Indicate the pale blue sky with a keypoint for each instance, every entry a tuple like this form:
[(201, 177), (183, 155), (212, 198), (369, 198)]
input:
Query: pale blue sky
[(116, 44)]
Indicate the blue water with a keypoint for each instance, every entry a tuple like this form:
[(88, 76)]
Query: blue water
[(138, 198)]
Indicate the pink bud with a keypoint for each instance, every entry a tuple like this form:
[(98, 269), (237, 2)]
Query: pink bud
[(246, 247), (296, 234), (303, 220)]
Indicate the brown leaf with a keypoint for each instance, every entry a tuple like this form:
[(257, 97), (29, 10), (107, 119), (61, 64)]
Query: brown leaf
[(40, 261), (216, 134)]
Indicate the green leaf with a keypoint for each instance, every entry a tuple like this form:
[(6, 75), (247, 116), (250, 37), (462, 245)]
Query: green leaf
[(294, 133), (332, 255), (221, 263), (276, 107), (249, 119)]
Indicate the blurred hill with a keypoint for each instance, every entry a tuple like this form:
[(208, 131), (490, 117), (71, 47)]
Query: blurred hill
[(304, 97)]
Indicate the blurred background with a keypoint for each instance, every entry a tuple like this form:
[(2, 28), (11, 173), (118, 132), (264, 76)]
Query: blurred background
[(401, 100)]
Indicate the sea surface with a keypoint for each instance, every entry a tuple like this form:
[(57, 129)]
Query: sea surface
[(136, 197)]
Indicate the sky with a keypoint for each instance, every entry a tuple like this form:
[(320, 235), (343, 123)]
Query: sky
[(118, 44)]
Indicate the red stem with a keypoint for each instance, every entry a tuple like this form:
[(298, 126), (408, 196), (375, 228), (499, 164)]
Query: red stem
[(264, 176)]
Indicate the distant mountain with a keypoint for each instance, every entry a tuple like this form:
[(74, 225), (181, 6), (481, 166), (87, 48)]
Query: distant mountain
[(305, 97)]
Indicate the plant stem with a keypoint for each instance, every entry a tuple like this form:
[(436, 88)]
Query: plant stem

▸ WORK TO COMPLETE:
Copy all of the entries above word for word, keeping every line and line break as it is.

▸ SOLUTION TO THE EXERCISE:
Indicate the pale blue sky with a keypoint for each instance, every entry a tuple like this form:
[(201, 177), (183, 155), (212, 198), (369, 198)]
input:
Query: pale blue sky
[(116, 44)]
Indicate the blue water with a keypoint for each instance, every entry a tuple like this form:
[(88, 76)]
Query: blue water
[(138, 198)]
Indicate the pink bud with a keypoint for each instance, every entry a tuple like this form:
[(98, 269), (237, 2)]
Query: pink bud
[(246, 247), (296, 234), (303, 220)]
Indicate the brown leaf with a keypoint for each instance, every entry a tuple like this form:
[(257, 97), (29, 10), (107, 119), (61, 64)]
Query: brown leaf
[(40, 261), (216, 134)]
Indicate the green leaf with a keypoint for each instance, every entry a tuple like this form:
[(6, 75), (247, 116), (250, 37), (462, 245)]
Query: green leaf
[(294, 133), (332, 255), (221, 263), (276, 107), (249, 119)]
Indicate the blurred hill with a keypoint for each instance, every entry a tuple like this form:
[(208, 131), (490, 117), (71, 47)]
Query: blurred hill
[(304, 97)]
Indicate the blurred background with a keypoint for each instance, every entry a tuple like this form:
[(2, 28), (11, 173), (118, 132), (264, 76)]
Query: blurred background
[(401, 100)]
Indicate the sea surface with a keypoint for each instance, every entry a tuple like this form:
[(57, 129)]
Query: sea surface
[(136, 197)]
Indicate the sky with a keypoint for each instance, every entry a tuple like this form:
[(320, 235), (343, 123)]
Query: sky
[(118, 44)]
Indicate the red stem with a keypoint for each instance, every entry a tuple like this form:
[(298, 126), (408, 196), (375, 228), (499, 164)]
Query: red stem
[(264, 176)]
Indicate the distant mountain with a keypoint for each instance, every entry a tuple like this form:
[(74, 225), (181, 6), (481, 166), (87, 48)]
Query: distant mountain
[(305, 97)]
Indicate the plant stem with a keypoint for each instance, every entry a tuple like this form:
[(436, 88)]
Query: plant stem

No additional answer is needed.